● Given text
Child gets entirely new skin in amazing adult stem cell first

The incredible potential of adult stem cell treatments has once again been demonstrated, this time by a team of scientists in Germany.

Scientists have grown replacement skin for a seven-year-old boy suffering from a devastating genetic disorder.

The achievement is one of the most impressive examples of adult stem cell treatment, an ethical alternative to embryonic stem cell treatment which involves the destruction of unborn children.

World first

The boy, from Syria, had lost 80 per cent of his skin and was covered in untreatable, infected wounds.

His doctors, at University Children’s Hospital, Bochum, were assisted by a team of Italian scientists who had grown new skin for small areas of the body before.

The Italian team took a sample from the boy’s remaining healthy skin and were able to create enough new skin to cover almost his entire body – a world first.

Two years on, the boy is doing well. Doctors say his skin is healthy and is able to heal and renew itself. He is even able to play football – something that would previously have been impossible.

‘Beautiful’

Claire Higgins, a bioengineering lecturer at Imperial College London, described the trial as “a huge achievement and quite remarkable”.

The trial was also applauded by Prof Cédric Blanpain, a stem cell scientist at the Free University of Brussels.

He described it as one of the most impressive examples of the use of adult stem cells in history: “This is a beautiful example of something that was unthinkable before the study. To replace and gene-correct the whole skin of a patient is just amazing.”

‘Gold standard’

Last year, an academic and stem cell expert said that: “Over 1.5 million patients have had their lives saved and health improved by adult stem cell transplants”.

Dr David Prentice, Research Director of the Charlotte Lozier Institute, was challenging claims made in the New York Times that stem cell therapy is “still mostly theory”.

Pointing to their effectiveness in treating patients and the ethical manner in which they are obtained, compared to embryonic stem cells, Prentice described adult stem cells as the “true gold standard for stem cells”.

● Source data

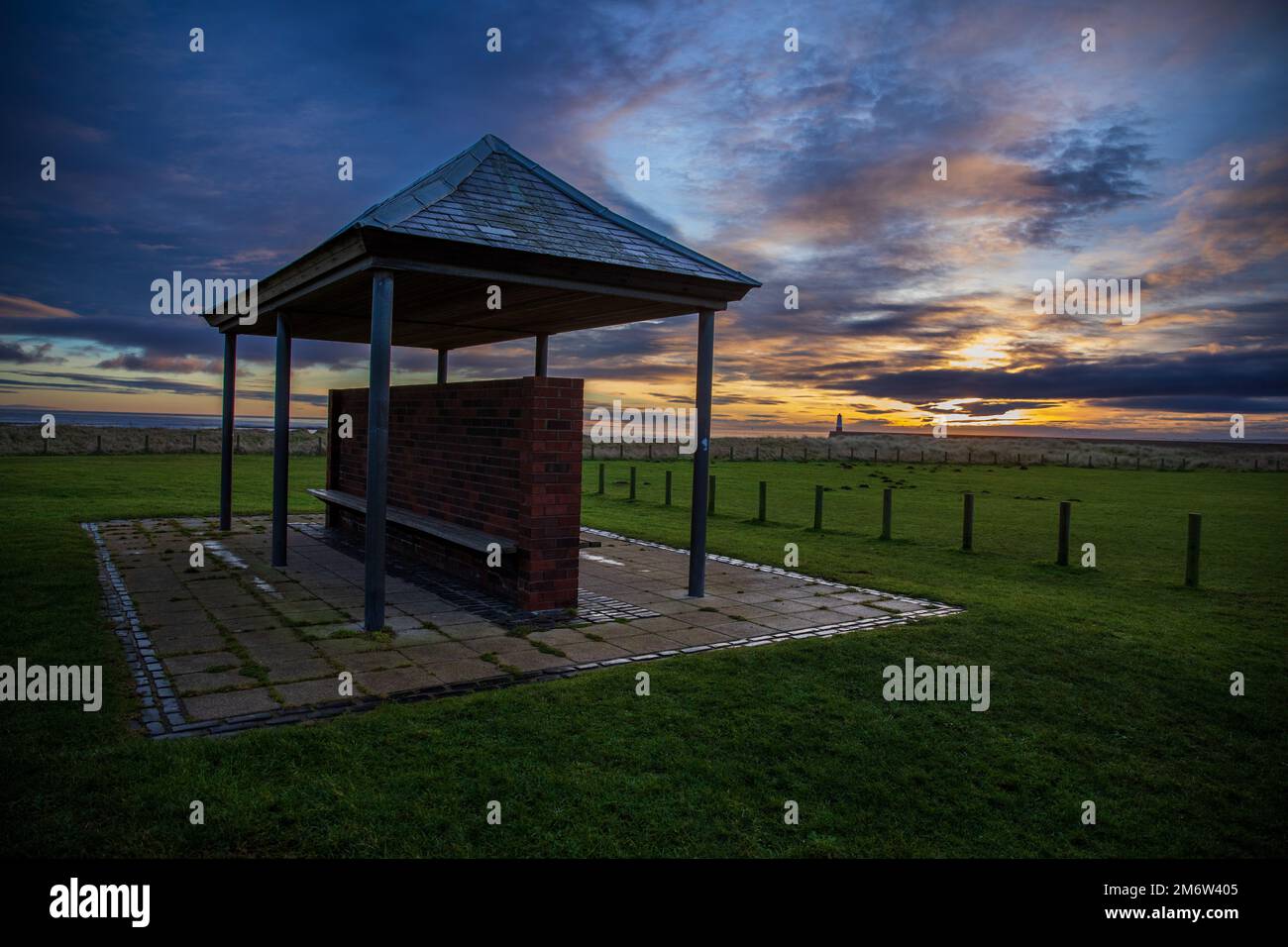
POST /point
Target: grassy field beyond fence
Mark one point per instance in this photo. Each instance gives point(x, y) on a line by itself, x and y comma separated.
* * *
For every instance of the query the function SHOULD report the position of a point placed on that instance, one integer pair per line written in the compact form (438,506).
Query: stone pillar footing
* * *
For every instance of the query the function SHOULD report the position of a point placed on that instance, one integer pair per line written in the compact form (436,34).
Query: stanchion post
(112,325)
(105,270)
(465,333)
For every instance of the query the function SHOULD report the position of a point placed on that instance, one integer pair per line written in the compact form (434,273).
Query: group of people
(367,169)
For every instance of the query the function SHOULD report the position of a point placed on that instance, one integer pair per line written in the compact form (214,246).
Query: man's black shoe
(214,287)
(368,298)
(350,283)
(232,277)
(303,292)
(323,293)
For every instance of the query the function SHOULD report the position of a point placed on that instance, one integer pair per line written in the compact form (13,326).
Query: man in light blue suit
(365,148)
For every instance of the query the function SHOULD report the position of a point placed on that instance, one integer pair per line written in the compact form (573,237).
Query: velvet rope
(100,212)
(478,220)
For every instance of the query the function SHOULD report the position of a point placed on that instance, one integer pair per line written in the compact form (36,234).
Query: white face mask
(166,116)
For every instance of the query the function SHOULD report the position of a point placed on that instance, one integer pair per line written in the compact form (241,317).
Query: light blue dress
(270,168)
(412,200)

● What is required
Please answer these questions using the stem cell skin article above:
(a) What country was the boy from?
(b) What percentage of his skin had the boy lost?
(c) At which institution is Claire Higgins a bioengineering lecturer?

● Your solution
(a) Syria
(b) 80 per cent
(c) Imperial College London